STUDY TEXT:
----------
Vitamin D has shown to be vital to our overall health. With the latest research, Vitamin D is fast becoming the number one vitamin especially in the North East corner of the United States.

Ironically, Vitamin D is not a vitamin at all. It is a prohormone that is manufactured by the human body. The best way for the human body to get vitamin D is from natural sunlight. The UV rays from the sun penetrate the skin to activate the production of vitamin D naturally in the liver and kidneys.

Vitamin D deficiencies are fast becoming an epidemic within the United States. "Many Americans, particularly African Americans, may be suffering from unrecognized deficiencies...that increase the risks of bone problems and perhaps a host of other diseases, a growing number of scientists say". (1) For more than a century, it has been know the role Vitamin D plays with bone health. Latest research shows the many other intricate roles Vitamin D has in the body with over 300 functions in the human body.

Currently, "The Institute of Medicine is discussing the possibility of raising the recommended daily allowance of vitamin D, in response to a barrage of evidence that the vitamin has a major role in preventing cancer, autoimmune diseases, and other conditions." (2)

Vitamin D deficiency is rarely initially diagnosed which is a growing concern within the medical community. Many healthcare professionals are not considering Vitamin D deficiencies as part of their diagnostic tools. Many times this occurs because symptoms sometimes can be mild or mask other conditions such as fibromyalgia. However, early diagnosis and treatment of vitamin D deficiency will usually lead to a good prognosis.

Proper diagnosis of any condition first starts with listening to the patient and obtaining a thorough history and physical regarding their primary complaints considering all of the possible differential diagnosis. Then and only then tests are obtained to confirm the diagnosis or diagnoses.


* 25% of Americans are severely deficient.
* 40% of men and 50% of women have levels of vitamin D that are less than optimal.
* Those of darker complexions carry a higher risk and may need as much as 20-30 times more exposure.
* Young girls ages 9-11 carry a 48% risk of deficiency.
* As much as 60% of patients who are hospitalized are also deficient.
----------
RECORDED INFORMATION:
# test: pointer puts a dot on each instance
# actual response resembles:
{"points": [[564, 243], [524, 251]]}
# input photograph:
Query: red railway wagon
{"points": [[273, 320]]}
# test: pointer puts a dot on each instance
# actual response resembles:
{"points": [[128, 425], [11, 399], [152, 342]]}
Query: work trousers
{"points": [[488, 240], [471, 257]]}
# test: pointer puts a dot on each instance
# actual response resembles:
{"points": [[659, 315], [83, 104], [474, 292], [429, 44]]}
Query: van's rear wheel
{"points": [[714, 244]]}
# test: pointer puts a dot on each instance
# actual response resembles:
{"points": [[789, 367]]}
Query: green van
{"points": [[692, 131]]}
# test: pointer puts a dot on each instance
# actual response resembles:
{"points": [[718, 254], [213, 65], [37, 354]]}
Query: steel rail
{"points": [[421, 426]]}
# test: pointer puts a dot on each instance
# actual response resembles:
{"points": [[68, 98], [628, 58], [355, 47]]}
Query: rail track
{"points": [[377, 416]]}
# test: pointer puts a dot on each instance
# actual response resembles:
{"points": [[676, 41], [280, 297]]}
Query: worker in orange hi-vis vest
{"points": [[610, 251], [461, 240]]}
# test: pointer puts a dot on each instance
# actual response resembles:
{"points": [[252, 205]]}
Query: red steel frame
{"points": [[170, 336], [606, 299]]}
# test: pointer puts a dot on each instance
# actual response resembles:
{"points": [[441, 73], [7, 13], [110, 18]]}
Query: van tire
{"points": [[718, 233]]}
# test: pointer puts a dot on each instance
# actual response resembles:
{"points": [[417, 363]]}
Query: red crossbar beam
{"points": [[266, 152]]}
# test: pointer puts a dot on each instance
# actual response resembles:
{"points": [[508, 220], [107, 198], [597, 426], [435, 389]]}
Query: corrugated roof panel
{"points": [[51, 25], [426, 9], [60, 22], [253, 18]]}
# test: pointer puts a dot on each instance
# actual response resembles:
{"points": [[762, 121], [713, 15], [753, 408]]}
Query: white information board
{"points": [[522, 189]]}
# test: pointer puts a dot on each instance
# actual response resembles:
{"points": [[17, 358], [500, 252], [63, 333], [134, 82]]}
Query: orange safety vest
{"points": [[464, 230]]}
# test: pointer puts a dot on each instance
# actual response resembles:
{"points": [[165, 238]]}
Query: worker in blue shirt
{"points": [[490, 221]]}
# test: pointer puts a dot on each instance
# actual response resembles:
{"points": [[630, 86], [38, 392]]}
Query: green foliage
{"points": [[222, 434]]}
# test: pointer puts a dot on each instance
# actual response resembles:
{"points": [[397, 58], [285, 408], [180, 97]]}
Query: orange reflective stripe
----------
TASK LIST:
(1) Please list every percentage figure that appears in the vitamin D text.
(2) Decide whether each statement agrees with the vitamin D text, answering yes or no and quoting the words that settle it.
(a) Vitamin D production is activated in the liver and kidneys by the sun's UV rays.
(b) Vitamin D deficiency is usually diagnosed early.
(c) The Institute of Medicine has already raised the recommended daily allowance of vitamin D.
(3) Answer these questions from the vitamin D text.
(a) What does the text say vitamin D actually is?
(b) How many functions in the human body does the latest research attribute to vitamin D?
(c) What share of hospitalized patients are also deficient?

ANSWER LIST:
(1) 25%, 40%, 50%, 48%, 60%

(2)
(a) Yes: "The UV rays from the sun penetrate the skin to activate the production of vitamin D naturally in the liver and kidneys."
(b) No: "Vitamin D deficiency is rarely initially diagnosed"
(c) No: "The Institute of Medicine is discussing the possibility of raising the recommended daily allowance of vitamin D"

(3)
(a) A prohormone manufactured by the human body.
(b) Over 300.
(c) As much as 60%.